## What to produce
Write out the whole listing exactly.

## Records shown

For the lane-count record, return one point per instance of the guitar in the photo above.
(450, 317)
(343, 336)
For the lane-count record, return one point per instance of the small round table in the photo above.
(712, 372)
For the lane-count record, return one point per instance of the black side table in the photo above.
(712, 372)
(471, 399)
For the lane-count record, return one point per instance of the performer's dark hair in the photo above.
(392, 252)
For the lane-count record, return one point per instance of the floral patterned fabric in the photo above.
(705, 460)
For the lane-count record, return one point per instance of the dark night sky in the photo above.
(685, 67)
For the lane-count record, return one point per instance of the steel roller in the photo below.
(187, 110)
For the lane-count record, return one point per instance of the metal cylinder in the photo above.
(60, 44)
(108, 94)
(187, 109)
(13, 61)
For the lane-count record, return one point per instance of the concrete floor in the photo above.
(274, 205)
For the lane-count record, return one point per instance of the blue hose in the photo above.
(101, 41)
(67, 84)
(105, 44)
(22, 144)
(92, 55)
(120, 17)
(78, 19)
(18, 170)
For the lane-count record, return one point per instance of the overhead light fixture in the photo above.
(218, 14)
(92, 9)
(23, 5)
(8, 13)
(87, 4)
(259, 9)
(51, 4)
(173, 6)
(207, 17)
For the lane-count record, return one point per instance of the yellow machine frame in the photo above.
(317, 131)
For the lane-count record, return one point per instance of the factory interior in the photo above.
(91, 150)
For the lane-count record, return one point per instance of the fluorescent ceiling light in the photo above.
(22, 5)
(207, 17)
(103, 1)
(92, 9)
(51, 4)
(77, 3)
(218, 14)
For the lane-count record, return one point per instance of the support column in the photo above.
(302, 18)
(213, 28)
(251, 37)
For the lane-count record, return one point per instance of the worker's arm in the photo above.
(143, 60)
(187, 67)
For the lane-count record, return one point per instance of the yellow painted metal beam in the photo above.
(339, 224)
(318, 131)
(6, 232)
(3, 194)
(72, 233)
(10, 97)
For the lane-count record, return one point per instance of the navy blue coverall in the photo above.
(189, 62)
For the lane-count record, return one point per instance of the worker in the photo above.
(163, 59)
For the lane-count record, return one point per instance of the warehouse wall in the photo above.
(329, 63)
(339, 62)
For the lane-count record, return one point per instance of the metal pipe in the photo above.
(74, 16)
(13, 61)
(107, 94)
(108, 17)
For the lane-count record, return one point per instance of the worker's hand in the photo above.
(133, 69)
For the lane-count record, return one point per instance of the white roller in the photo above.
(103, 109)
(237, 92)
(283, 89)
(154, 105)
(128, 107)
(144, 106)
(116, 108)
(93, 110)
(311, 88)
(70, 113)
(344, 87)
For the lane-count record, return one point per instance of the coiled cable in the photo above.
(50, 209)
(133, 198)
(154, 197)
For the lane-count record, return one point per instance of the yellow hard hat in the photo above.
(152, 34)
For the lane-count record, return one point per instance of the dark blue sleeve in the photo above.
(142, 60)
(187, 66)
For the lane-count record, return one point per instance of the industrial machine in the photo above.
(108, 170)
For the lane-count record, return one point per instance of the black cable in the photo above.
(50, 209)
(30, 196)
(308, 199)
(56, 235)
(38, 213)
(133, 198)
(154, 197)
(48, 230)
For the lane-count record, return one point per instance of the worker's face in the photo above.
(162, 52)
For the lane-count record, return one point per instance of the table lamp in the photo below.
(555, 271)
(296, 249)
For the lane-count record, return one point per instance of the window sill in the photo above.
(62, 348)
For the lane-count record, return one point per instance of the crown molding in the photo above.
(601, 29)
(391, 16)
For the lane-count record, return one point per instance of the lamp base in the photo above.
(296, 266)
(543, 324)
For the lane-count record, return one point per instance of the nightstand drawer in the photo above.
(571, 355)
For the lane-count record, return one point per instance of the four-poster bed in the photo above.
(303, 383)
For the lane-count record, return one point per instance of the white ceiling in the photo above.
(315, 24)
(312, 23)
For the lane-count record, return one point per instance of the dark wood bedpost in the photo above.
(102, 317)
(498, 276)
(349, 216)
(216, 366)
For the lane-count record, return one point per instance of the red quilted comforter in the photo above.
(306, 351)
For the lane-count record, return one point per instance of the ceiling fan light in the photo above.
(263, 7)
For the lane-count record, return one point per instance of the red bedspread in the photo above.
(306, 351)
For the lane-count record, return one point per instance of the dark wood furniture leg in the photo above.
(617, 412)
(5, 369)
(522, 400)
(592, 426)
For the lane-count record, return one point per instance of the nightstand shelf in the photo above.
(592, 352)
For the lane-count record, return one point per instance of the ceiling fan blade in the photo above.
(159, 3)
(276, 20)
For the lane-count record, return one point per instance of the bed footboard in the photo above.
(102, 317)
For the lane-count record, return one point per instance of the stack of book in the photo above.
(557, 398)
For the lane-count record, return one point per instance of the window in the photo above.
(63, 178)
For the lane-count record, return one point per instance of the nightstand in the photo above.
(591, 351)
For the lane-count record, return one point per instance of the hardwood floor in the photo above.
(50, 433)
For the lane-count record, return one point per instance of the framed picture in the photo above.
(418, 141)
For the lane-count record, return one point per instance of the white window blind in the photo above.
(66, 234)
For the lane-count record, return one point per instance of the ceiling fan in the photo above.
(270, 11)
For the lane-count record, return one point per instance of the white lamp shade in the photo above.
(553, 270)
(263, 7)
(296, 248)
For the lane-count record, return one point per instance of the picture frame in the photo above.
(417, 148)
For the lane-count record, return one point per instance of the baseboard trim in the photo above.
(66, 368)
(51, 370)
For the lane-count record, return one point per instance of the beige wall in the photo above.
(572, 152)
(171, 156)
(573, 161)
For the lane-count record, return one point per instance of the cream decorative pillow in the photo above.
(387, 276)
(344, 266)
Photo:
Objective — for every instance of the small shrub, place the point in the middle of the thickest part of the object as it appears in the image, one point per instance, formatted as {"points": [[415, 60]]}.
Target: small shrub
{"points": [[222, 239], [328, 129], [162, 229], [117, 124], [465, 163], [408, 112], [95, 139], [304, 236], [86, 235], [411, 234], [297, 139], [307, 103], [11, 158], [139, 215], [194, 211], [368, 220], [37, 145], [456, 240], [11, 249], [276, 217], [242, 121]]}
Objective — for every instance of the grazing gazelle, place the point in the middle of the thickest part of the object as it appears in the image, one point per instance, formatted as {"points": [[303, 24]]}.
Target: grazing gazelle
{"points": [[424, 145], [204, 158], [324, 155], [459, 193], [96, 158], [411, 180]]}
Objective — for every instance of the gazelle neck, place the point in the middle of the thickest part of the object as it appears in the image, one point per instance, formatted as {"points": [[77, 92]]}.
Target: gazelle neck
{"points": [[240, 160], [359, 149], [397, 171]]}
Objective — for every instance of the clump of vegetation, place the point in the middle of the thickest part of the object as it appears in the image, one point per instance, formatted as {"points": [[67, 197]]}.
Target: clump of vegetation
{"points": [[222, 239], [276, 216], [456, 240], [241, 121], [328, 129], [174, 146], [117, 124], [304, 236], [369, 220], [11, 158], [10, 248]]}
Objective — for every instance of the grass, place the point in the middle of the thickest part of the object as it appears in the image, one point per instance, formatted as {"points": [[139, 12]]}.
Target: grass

## Expected output
For the lane-count record, return one point per instance of the guitar in the photo above.
(450, 317)
(343, 336)
For the lane-count record, return one point per instance of the small round table in the photo above.
(712, 372)
For the lane-count record, return one point per instance of the black side table in the photo above.
(712, 372)
(471, 399)
For the lane-count record, return one point per instance of the performer's dark hair in the photo above.
(392, 252)
For the lane-count record, return one point per instance of the floral patterned fabric in the photo above.
(705, 460)
For the lane-count record, return one point per instance of the dark night sky in the photo above.
(685, 67)
For the lane-count record, return one point per instance of the steel roller in the photo below.
(187, 110)
For the lane-count record, return one point per instance of the metal cylinder in the photo above.
(60, 44)
(108, 94)
(187, 109)
(13, 61)
For the lane-count record, return one point per instance of the concrete floor in the photo above.
(274, 205)
For the lane-count record, return one point per instance of the blue hose in the photo above.
(101, 41)
(67, 84)
(105, 44)
(22, 144)
(92, 55)
(120, 17)
(78, 19)
(18, 170)
For the lane-count record, return one point per instance of the overhead light fixture in the photo above.
(218, 14)
(92, 9)
(23, 5)
(8, 13)
(87, 4)
(259, 9)
(51, 4)
(173, 6)
(207, 17)
For the lane-count record, return one point per instance of the yellow machine frame in the photo above.
(317, 131)
For the lane-count record, return one point per instance of the factory interior in the photo above.
(91, 150)
For the lane-count record, return one point per instance of the fluorescent ceiling light in the photo above.
(22, 5)
(207, 17)
(103, 1)
(92, 9)
(51, 4)
(77, 3)
(218, 14)
For the lane-count record, return one point per instance of the support column in the photo above.
(302, 18)
(213, 28)
(251, 37)
For the lane-count record, return one point per instance of the worker's arm in the photo above.
(143, 60)
(187, 67)
For the lane-count record, return one point per instance of the yellow painted metal beam in the photo above.
(339, 224)
(318, 131)
(6, 232)
(3, 194)
(72, 233)
(10, 97)
For the lane-count record, return one point per instance of the navy blue coverall in the photo above.
(189, 62)
For the lane-count record, return one point per instance of the worker in the photo above.
(163, 59)
For the lane-count record, return one point per instance of the warehouse wall in the photo above.
(329, 63)
(339, 62)
For the lane-count record, return one point per instance of the metal pipe in the photo above.
(74, 16)
(13, 61)
(107, 94)
(108, 17)
For the lane-count record, return one point per instance of the worker's hand in the photo above.
(133, 69)
For the lane-count record, return one point per instance of the white roller in the photo above.
(103, 109)
(237, 92)
(283, 89)
(154, 105)
(128, 107)
(144, 106)
(116, 108)
(93, 110)
(311, 88)
(70, 113)
(344, 87)
For the lane-count record, return one point per instance of the coiled cable in the photo above.
(50, 209)
(133, 198)
(154, 197)
For the lane-count record, return one point per instance of the yellow hard hat in the photo above.
(152, 34)
For the lane-count record, return one point per instance of the dark blue sleeve in the photo above.
(142, 60)
(187, 66)
For the lane-count record, return one point per instance of the industrial machine in the photo above.
(108, 170)
For the lane-count record, return one point per instance of the black cable in the photo above.
(50, 209)
(30, 196)
(308, 199)
(56, 235)
(38, 213)
(133, 198)
(154, 197)
(48, 230)
For the lane-count record, return one point per instance of the worker's face in the photo above.
(162, 52)
For the lane-count record, return one point per instance of the table lamp in the photo below.
(555, 271)
(296, 249)
For the lane-count record, return one point per instance of the window sill in the photo above.
(62, 348)
For the lane-count record, return one point per instance of the crown molding in the photo above.
(601, 29)
(391, 16)
For the lane-count record, return one point per instance of the lamp base in the photo above.
(296, 266)
(543, 324)
For the lane-count record, return one point per instance of the nightstand drawer in the photo above.
(571, 355)
For the lane-count record, return one point per instance of the four-poster bed in the photo above.
(303, 383)
For the lane-count record, return one point per instance of the white ceiling in the photo above.
(315, 24)
(312, 23)
For the lane-count record, return one point per instance of the dark wood bedpost in the photo above.
(102, 317)
(498, 276)
(349, 216)
(216, 366)
For the lane-count record, return one point per instance of the red quilted comforter in the photo above.
(306, 351)
For the lane-count record, return one point per instance of the ceiling fan light in the photo above.
(263, 7)
For the lane-count record, return one point per instance of the red bedspread in the photo above.
(306, 351)
For the lane-count record, return one point per instance of the dark wood furniture leg in the photo above.
(617, 412)
(5, 369)
(522, 400)
(592, 426)
For the lane-count record, return one point per instance of the nightstand shelf in the photo above.
(592, 352)
For the lane-count record, return one point per instance of the ceiling fan blade in the photo above.
(159, 3)
(276, 20)
For the lane-count record, return one point per instance of the bed footboard in the photo above.
(102, 317)
For the lane-count record, return one point per instance of the stack of book in the photo above.
(557, 398)
For the lane-count record, return one point per instance of the window in the photo above.
(63, 178)
For the lane-count record, return one point per instance of the nightstand in the photo above.
(591, 351)
For the lane-count record, return one point per instance of the hardwood floor in the photo above.
(50, 433)
For the lane-count record, return one point per instance of the framed picture in the photo above.
(418, 141)
For the lane-count record, return one point per instance of the white window blind in the photo above.
(66, 234)
For the lane-count record, return one point per instance of the ceiling fan in the photo above.
(270, 11)
For the lane-count record, return one point per instance of the white lamp shade in the photo above.
(553, 270)
(263, 7)
(296, 248)
For the lane-count record, return one point per instance of the picture frame in the photo above.
(417, 148)
For the lane-count record, return one point per instance of the baseboard trim in the photo above.
(66, 368)
(51, 370)
For the lane-count record, return one point per instance of the beige wall in the photo above.
(572, 152)
(171, 156)
(573, 161)
For the lane-count record, return one point per instance of the cream decorative pillow in the photo above.
(387, 276)
(344, 266)
Photo:
Objective — for every instance of the small shrub, place the point in the middle of the thickest part of the object as it appears in the image, one point per instance, formatted as {"points": [[415, 60]]}.
Target: small shrub
{"points": [[222, 239], [328, 129], [162, 229], [117, 124], [465, 163], [408, 112], [95, 139], [304, 236], [86, 235], [411, 234], [297, 139], [307, 103], [11, 158], [139, 215], [194, 211], [368, 220], [37, 145], [456, 240], [11, 249], [276, 217], [242, 121]]}
Objective — for every instance of the grazing gazelle, place the point in the middle of the thickest part of the object as it appears in the image, one point per instance, formatted as {"points": [[303, 24]]}.
Target: grazing gazelle
{"points": [[424, 145], [204, 158], [324, 155], [459, 193], [96, 158], [411, 180]]}
Objective — for every instance of the gazelle neck, place the point in the middle of the thickest part of the object as it appears in the image, one point per instance, formatted as {"points": [[77, 92]]}.
Target: gazelle neck
{"points": [[240, 160], [359, 149], [397, 171]]}
Objective — for every instance of the clump of vegetation, place the point in the middle of the thickest part of the object as it appears in the image, one point per instance, formatted as {"points": [[67, 197]]}.
Target: clump of vegetation
{"points": [[222, 239], [276, 216], [456, 240], [241, 121], [328, 129], [174, 146], [117, 124], [304, 236], [369, 220], [11, 158], [10, 248]]}
Objective — for every instance of the grass, place the point in the middle of the thickest part of the object as it appears in the image, one point per instance, formatted as {"points": [[139, 12]]}.
Target: grass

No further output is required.